What Channel 4 Taught Me This Week: Hippos are Pretty Badass

On Monday night I watched, Channel Four's wildlife documentary opponent to the BBC's [insert David Attenborough's latest wildlife programme here].

On Monday night I watched Inside Nature's Giants, Channel Four's wildlife documentary opponent to the BBC's [insert David Attenborough's latest wildlife programme here].

The giant subject this week was the Hippopotamus, my 7th favourite animal, after Flipper, the Liger, Pegasus, the Diplodocus, the human centipede and Smaug. Kidding! Flipper is more like top 20...

Now because so many hungry hippos in Zambia's Luangwa Valley threaten the survival of other species in the park, the authorities cull 200 of them every year. Not in the X Factor "let's reject 100s from Boot Camp so 32 can go to Judge's Houses" sense, but in the "bang bang your dead" sense. Bad Times for Hippos...

Good Times for Veterinary scientist (AKA Vet) Mark Evans and comparative anatomist (AKA anatomist who compares the anatomy of different animals - OK let's stick with the former) Joy Reidenberg. Both go all Frank Sinatra on us and get right under one of these mud-loving beast's skin.

So until the real life Dr. Doolittle makes himself known, anatomical exploration is apparently the best way to learn more about the inner workings of an animal, and after an hour watching some peeps in orange jumpsuits digging through entrails, this is what I now know about these ballet-loving mammals:

  1. A hippo is pretty much the animal equivalent to Wolverine. Its skin is an inch thick, providing adamantium-esque protection from rival hippo bites. Also if Mufasa, Simba or most likely Nala, manage to get a few scratches and bites in, a hippo's skin heals really quickly because of bloody sweat. Seriously,they have these glands that secrete a liquid which turns red when combined with oxygen as it breaks the skin's surface. This weird liquid also serves as their own brand of sun cream. Saves getting sucked in by those 3 for 2s at Boots.

*COLLECTED DATA*:

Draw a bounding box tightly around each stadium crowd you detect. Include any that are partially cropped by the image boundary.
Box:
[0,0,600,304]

*THE TASK*: Retype the passage of the hippo post above that begins with the words containing "The giant subject" and ends with "mud-loving beast's skin.", copying it exactly.

*YOUR RESPONSE*:
The giant subject this week was the Hippopotamus, my 7th favourite animal, after Flipper, the Liger, Pegasus, the Diplodocus, the human centipede and Smaug. Kidding! Flipper is more like top 20...

Now because so many hungry hippos in Zambia's Luangwa Valley threaten the survival of other species in the park, the authorities cull 200 of them every year. Not in the X Factor "let's reject 100s from Boot Camp so 32 can go to Judge's Houses" sense, but in the "bang bang your dead" sense. Bad Times for Hippos...

Good Times for Veterinary scientist (AKA Vet) Mark Evans and comparative anatomist (AKA anatomist who compares the anatomy of different animals - OK let's stick with the former) Joy Reidenberg. Both go all Frank Sinatra on us and get right under one of these mud-loving beast's skin.